Assignment
Copy the passage of the column on the domestic partnership law below from "Domestic partnership law" to "am not gay." word for word.

Selected passage
************
Domestic partnership law doesn't go far enough
May 22, 2009 · 1:33 PM
I have said this before and I am sure I will say it again, but in this context, it certainly bears repeating: I am not gay.
Not that it’s really of your business anyway, but despite my insistence on always matching my shoes and belt before I leave the house, I am a big fan of the ladies.
I am also not planning on getting married any time soon, so I really don’t have a dog in this show.
That said, while I was pleased to see the governor on Monday sign a new law granting to domestic partners all of the rights and privileges that simply come with marriage, it just does not go far enough.
Monday morning on the way in, I was listening to one of my favorite talk-radio programs and former Republican gubernatorial candidate and full-time melon-head member of the Right Wing Echo Chamber (and sometime Reporter contributor) John Carlson was making a case that as Seattle was becoming more “gay-friendly,” it was becoming less “family-friendly.”
************
Listed records

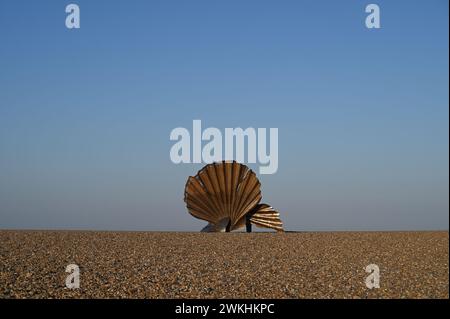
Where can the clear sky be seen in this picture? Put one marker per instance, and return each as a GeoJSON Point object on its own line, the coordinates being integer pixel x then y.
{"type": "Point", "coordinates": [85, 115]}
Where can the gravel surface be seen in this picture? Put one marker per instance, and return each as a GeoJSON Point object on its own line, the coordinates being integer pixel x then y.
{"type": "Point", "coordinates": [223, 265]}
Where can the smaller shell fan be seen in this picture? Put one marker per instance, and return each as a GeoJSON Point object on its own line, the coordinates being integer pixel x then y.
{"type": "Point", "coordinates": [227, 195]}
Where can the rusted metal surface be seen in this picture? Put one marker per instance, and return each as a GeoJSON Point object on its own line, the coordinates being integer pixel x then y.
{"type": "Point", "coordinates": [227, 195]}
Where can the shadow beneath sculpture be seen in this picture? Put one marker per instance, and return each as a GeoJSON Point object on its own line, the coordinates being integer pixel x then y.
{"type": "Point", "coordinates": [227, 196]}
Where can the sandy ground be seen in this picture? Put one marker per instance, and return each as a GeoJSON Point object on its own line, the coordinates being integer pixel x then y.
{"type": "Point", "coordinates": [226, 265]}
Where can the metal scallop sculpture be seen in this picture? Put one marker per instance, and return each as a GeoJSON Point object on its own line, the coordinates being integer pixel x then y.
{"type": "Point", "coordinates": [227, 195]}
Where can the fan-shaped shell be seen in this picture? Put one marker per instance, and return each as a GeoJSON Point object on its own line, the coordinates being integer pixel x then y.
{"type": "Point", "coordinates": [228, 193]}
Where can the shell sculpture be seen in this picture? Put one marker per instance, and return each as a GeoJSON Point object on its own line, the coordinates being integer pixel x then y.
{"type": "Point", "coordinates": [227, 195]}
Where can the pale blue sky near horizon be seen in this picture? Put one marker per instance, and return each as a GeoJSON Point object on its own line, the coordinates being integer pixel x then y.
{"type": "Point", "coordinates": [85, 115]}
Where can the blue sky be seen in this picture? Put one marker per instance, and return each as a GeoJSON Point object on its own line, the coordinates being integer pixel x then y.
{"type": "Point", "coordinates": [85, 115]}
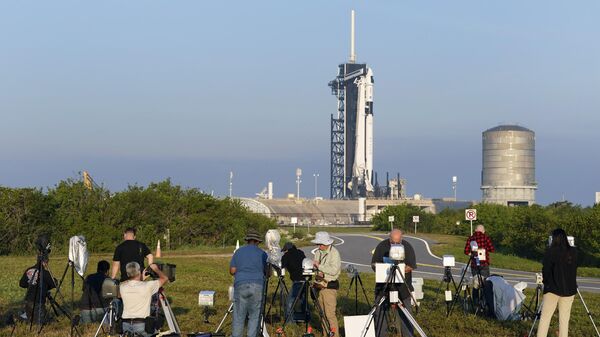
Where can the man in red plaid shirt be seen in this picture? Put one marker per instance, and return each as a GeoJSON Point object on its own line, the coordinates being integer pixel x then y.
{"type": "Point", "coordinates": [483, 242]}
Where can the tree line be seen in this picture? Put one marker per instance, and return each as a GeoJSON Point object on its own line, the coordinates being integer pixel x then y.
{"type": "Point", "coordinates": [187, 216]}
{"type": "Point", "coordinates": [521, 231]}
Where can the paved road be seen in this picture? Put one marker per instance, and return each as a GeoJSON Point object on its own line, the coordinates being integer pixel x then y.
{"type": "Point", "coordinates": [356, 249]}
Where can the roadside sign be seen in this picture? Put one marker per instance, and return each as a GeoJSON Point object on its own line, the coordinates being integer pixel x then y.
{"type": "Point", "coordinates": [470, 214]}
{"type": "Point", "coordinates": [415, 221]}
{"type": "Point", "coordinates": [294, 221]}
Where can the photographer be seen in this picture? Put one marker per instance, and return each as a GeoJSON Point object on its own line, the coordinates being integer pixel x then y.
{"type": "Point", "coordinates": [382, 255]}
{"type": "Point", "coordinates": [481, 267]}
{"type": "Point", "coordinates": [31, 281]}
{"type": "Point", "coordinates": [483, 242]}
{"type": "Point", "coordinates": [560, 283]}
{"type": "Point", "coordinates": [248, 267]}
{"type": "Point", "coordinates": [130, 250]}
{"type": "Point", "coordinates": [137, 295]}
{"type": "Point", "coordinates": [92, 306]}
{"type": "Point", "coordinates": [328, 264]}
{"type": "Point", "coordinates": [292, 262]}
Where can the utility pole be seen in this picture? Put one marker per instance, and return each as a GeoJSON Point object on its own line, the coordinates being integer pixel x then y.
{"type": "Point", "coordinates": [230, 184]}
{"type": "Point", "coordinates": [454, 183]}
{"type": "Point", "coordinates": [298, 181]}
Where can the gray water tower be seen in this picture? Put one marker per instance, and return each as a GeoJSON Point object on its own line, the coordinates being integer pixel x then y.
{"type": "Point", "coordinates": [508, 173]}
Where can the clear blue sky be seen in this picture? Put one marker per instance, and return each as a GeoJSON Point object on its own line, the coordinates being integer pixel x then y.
************
Solution for this task
Domestic partnership law doesn't go far enough
May 22, 2009 · 1:33 PM
I have said this before and I am sure I will say it again, but in this context, it certainly bears repeating: I am not gay.